● **Data**:
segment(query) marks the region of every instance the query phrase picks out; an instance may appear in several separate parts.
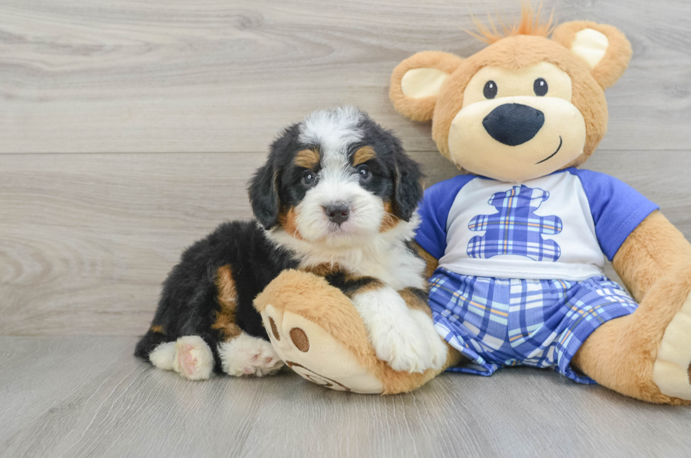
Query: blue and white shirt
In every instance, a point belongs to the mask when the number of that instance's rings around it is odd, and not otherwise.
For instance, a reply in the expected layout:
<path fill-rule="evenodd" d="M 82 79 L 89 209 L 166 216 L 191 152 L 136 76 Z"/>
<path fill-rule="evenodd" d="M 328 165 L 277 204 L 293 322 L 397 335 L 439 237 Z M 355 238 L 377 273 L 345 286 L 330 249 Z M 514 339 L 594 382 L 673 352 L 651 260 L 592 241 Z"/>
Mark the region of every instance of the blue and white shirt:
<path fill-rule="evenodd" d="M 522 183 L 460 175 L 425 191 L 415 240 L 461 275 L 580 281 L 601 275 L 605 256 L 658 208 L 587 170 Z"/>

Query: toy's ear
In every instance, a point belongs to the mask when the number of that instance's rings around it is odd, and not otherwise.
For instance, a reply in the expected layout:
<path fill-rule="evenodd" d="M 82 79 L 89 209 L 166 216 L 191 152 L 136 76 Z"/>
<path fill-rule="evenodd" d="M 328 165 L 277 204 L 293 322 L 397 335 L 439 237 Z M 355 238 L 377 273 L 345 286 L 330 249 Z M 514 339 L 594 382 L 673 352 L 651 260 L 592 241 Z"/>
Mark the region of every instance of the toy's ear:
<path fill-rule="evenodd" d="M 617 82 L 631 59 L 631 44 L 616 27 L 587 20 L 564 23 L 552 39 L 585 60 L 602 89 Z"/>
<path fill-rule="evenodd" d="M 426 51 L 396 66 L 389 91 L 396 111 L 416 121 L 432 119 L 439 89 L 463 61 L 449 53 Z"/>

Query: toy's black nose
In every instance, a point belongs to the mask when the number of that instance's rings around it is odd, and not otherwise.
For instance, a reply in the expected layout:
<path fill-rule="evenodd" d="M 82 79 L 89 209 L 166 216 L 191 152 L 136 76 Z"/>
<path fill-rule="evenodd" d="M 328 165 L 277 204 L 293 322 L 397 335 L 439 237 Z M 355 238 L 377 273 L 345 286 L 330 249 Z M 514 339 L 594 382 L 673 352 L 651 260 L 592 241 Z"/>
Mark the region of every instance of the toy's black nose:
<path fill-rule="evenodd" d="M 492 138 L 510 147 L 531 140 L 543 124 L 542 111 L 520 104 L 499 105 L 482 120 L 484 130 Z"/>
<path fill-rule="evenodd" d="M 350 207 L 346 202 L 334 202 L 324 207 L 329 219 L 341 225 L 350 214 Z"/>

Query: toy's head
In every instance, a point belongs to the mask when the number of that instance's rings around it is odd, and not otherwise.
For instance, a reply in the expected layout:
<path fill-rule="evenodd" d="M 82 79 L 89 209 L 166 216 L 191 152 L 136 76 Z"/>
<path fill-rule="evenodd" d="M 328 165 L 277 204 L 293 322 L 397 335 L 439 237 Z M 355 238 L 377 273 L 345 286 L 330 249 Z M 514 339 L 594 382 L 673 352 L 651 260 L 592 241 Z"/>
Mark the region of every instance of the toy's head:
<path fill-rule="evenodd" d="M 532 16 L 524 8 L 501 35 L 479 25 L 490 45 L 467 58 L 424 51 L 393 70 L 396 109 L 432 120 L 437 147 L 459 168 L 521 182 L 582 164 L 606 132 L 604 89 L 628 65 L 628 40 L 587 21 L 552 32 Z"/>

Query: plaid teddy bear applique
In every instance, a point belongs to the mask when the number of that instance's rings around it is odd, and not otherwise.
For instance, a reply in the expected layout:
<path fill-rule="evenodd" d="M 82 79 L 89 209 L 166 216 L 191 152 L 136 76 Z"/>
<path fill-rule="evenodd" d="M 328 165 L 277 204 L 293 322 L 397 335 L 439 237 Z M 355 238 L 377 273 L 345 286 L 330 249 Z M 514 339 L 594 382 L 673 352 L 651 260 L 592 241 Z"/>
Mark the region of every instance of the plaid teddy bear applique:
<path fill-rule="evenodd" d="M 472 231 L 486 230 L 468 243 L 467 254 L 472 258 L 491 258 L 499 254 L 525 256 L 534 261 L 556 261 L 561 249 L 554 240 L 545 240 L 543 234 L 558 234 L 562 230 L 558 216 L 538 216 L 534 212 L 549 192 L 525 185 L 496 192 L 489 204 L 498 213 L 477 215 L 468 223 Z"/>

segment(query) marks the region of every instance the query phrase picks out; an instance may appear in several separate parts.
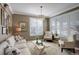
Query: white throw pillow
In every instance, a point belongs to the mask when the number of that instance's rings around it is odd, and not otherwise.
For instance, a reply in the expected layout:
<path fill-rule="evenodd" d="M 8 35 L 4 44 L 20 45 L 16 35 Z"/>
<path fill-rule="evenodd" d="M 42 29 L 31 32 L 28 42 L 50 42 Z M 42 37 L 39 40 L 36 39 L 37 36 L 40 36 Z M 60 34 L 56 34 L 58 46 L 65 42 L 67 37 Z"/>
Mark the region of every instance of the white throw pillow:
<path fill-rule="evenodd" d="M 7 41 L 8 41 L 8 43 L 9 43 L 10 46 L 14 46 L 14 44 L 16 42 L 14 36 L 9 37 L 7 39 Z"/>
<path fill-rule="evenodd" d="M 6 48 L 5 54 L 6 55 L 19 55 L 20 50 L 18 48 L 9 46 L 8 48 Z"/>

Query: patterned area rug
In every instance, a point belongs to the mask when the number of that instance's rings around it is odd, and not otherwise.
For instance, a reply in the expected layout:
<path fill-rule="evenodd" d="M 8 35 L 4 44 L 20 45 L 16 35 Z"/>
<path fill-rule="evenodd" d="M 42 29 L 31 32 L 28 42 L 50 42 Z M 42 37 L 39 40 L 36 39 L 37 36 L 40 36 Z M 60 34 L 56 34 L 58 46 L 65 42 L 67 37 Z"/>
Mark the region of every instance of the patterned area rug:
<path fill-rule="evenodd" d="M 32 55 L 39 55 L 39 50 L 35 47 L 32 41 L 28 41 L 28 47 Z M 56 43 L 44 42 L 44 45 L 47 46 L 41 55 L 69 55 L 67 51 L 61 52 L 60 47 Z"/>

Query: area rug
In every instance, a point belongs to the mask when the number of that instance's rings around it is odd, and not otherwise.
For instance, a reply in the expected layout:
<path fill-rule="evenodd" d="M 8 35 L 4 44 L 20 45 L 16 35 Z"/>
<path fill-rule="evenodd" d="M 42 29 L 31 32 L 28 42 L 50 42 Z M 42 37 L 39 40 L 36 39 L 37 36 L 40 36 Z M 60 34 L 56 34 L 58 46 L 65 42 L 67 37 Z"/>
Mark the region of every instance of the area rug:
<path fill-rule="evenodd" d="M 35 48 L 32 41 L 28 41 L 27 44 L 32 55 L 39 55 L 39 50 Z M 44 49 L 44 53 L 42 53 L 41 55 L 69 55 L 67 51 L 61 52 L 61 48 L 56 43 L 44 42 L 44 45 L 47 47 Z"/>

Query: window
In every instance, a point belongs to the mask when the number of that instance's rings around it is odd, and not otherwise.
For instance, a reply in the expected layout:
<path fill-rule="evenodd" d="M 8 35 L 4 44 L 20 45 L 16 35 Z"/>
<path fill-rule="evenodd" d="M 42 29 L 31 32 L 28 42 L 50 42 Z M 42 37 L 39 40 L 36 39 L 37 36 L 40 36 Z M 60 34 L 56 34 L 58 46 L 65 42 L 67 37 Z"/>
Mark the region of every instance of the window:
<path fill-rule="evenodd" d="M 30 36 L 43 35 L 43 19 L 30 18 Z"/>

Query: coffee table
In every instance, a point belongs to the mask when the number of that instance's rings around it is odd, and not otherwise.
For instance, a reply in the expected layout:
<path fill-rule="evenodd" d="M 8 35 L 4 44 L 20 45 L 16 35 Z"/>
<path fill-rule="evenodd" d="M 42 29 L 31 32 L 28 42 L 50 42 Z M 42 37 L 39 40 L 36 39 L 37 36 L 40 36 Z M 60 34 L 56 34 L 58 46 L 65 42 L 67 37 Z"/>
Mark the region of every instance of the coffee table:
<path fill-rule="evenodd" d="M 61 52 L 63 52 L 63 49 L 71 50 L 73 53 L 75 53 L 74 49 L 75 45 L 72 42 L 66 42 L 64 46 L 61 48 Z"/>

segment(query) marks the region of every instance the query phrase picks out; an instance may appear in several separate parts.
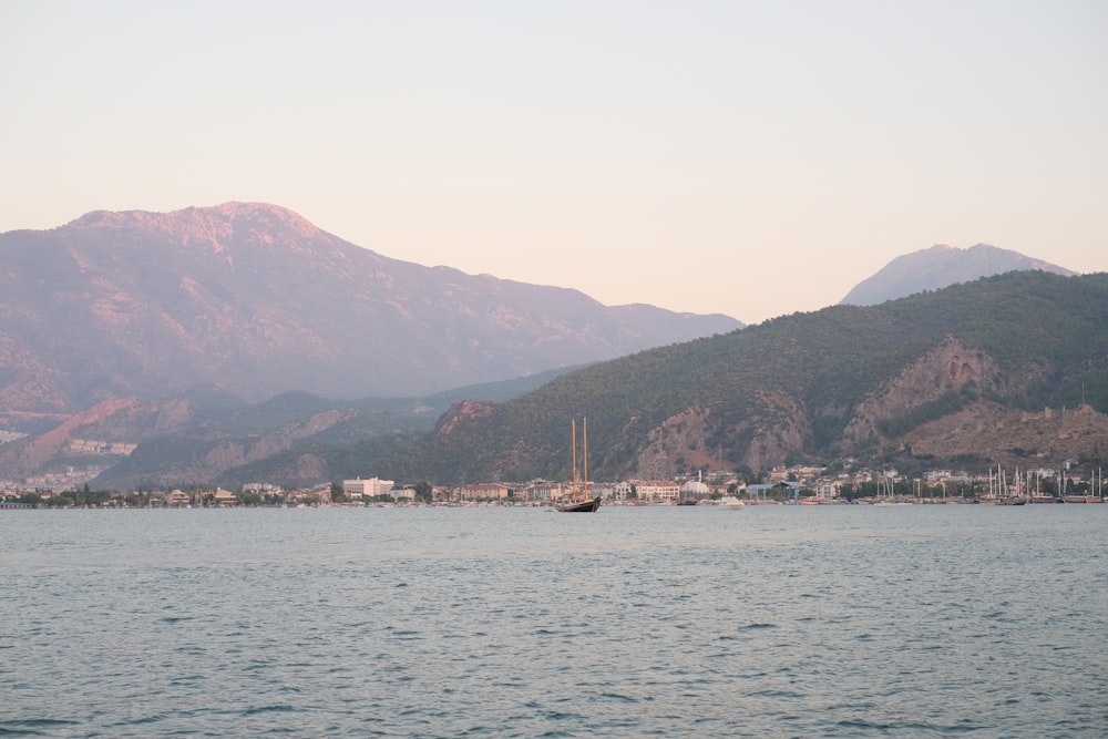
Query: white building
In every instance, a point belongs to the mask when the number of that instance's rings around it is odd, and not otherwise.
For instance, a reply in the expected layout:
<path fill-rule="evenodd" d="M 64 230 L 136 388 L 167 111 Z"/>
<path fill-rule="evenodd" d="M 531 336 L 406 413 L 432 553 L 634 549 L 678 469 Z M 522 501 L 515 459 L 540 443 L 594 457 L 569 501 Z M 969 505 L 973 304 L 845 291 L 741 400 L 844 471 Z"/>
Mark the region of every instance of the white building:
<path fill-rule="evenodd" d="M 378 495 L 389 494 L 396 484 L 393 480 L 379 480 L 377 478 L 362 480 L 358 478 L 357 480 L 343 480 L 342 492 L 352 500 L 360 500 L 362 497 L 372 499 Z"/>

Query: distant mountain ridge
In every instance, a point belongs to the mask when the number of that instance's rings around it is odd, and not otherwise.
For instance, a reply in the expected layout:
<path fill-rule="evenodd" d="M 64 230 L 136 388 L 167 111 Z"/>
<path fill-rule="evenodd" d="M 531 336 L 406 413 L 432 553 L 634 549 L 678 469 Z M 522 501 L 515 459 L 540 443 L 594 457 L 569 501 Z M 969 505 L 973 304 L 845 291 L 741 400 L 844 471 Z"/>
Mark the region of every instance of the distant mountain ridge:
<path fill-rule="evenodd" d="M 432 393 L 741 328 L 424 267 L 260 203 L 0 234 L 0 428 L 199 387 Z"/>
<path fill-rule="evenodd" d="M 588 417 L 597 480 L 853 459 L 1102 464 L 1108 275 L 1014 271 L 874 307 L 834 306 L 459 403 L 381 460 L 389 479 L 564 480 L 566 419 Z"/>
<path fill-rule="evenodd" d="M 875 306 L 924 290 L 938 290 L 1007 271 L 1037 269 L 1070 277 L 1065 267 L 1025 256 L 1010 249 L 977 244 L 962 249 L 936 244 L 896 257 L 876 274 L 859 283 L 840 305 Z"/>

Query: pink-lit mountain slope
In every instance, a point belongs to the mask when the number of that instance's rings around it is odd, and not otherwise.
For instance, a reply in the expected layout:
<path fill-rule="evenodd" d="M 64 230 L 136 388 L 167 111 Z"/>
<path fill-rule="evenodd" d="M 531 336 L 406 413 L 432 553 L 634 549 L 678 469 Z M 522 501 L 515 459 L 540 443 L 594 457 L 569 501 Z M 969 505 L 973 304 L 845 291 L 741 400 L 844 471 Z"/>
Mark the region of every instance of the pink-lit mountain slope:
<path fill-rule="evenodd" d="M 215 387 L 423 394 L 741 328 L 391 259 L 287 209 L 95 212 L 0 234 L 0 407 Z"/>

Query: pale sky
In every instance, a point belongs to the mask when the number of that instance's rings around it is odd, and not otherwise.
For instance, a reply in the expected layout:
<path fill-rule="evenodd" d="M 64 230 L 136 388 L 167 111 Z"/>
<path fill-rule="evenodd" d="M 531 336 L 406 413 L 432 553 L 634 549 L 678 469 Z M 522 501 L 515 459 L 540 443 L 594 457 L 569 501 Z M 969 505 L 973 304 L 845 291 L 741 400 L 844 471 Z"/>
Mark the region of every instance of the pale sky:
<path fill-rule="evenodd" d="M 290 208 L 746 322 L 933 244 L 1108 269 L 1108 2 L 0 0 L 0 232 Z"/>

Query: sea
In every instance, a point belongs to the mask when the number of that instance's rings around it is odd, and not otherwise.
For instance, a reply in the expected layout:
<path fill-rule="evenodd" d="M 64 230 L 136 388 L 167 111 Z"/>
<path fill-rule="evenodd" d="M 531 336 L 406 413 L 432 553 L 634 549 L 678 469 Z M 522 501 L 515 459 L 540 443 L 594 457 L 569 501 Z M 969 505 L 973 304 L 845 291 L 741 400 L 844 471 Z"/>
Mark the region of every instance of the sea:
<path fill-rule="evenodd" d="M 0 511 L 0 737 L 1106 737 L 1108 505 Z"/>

● **Task to carry out**: Extract each line of the listing above that contains the word "building", and copy every such line in full.

● **Finished answer**:
Query: white building
Mark the region of every instance of the white building:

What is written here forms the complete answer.